Provided data:
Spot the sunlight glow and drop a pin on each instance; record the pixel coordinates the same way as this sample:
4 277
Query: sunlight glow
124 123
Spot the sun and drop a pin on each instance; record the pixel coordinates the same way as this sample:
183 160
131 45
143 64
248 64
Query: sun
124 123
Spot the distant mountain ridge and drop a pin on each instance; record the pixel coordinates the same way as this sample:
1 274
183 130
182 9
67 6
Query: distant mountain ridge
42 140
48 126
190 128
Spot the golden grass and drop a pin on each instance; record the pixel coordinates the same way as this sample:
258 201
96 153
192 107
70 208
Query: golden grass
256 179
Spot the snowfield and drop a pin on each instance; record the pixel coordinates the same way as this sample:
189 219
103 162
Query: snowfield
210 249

The exercise:
Rewrite the records above, replacing every occurrence of "drop a pin" with "place a marker" and leaving all other text unchanged.

Full solution:
Spot the sunlight glow and place a marker on each instance; record the pixel coordinates the same way as this sample:
4 277
Query: sunlight glow
124 123
Spot the sun and place a marker on each instance; record the pixel coordinates the same way as this sample:
183 160
131 45
143 64
248 64
Query: sun
124 123
Spot the distant mountain ridge and place a marker on each instance; record the pixel coordinates the same way as this sample:
1 274
183 130
182 9
67 6
Query: distant mountain ridge
42 140
48 126
190 128
Spot the golden grass and place a marker on each instance; record the pixel coordinates the same way as this sample:
258 201
96 153
192 107
70 208
Query: golden grass
256 179
Spot the snowfield and place a marker on each instance; record the pixel coordinates the same way as this sample:
189 219
103 162
Query: snowfield
210 249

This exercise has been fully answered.